Bama felt sad and infuriated. She felt angry and wanted to touch those wretched ‘Vadais’ straightaway. It was disgusting to do the chores for those people who did not even consider them as humans. She wondered why the upper caste people thought so much of themselves only because they had collected money. Bama hated this discrimination and felt they should never run errands for these people.

Q.19. How did the landlord’s man behave with Annan?

Answer:

The landlord’s man, not recognizing Annan, asked him his name with a lot of respect. On getting the answer and realizing that he was from a lower caste and an untouchable, his manner of talking changed. He got to know about Annan as soon as he knew which street e lived in.

Q.20. What did Annan tell Bama to do? What was the impact of his words on Bama?

Answer:

Annan told Bama that being born in the low caste; they were stripped of all honour, dignity and respect. He added that education could gain them respect in society. He advised her ‘to study hard and learn’. If they studied and made progress, they would be able to throw away the indignities. His words had a profound impact on Bama. She was inspired to study hard and always stood first in her class and because of this, many people became her friends.

ESSAY TYPE QUESTIONS

Q.1. The two accounts that you read above are based on two distant cultures. What is the commonality of the theme found in both of them?

### Data block:
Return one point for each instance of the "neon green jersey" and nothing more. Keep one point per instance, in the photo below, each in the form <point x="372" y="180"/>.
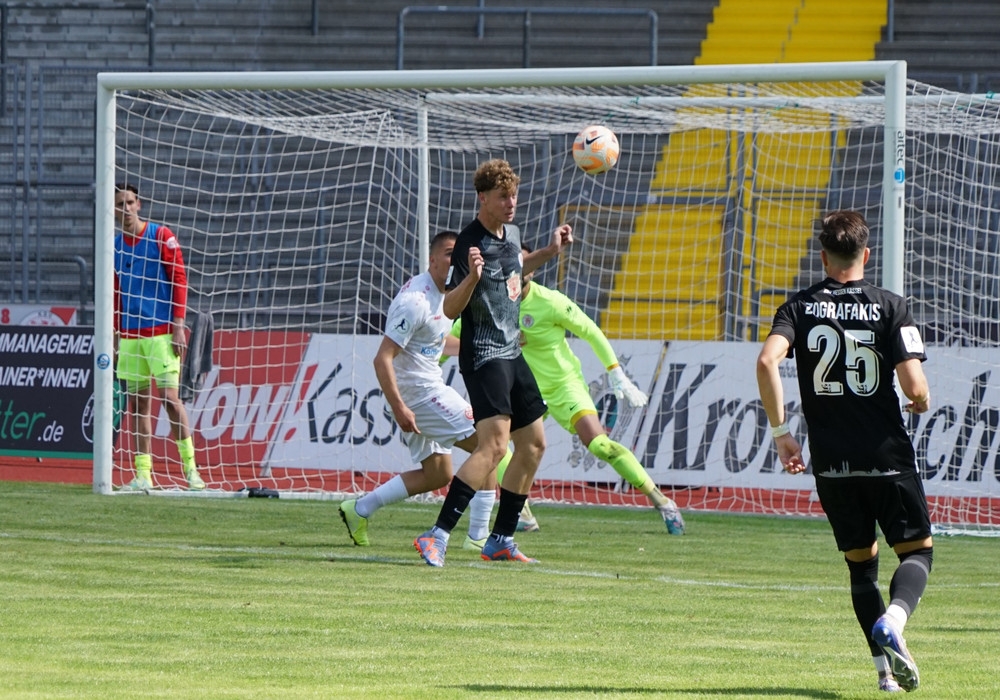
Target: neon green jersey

### Required tasks:
a – Please answer these questions using the excerpt about Bama:
(i) Why, in Bama's view, did the upper caste people think so much of themselves?
(ii) How did the landlord's man first ask Annan his name?
(iii) Where did Bama always stand in her class after Annan's words?
b – Copy the excerpt about Bama from the words that begin "Bama felt sad" and stop after "for these people.", substituting "higher caste" for "upper caste".

### Exercise solutions:
a –
(i) Only because they had collected money.
(ii) With a lot of respect, since he did not recognize Annan.
(iii) She always stood first in her class.

b –
Bama felt sad and infuriated. She felt angry and wanted to touch those wretched ‘Vadais’ straightaway. It was disgusting to do the chores for those people who did not even consider them as humans. She wondered why the higher caste people thought so much of themselves only because they had collected money. Bama hated this discrimination and felt they should never run errands for these people.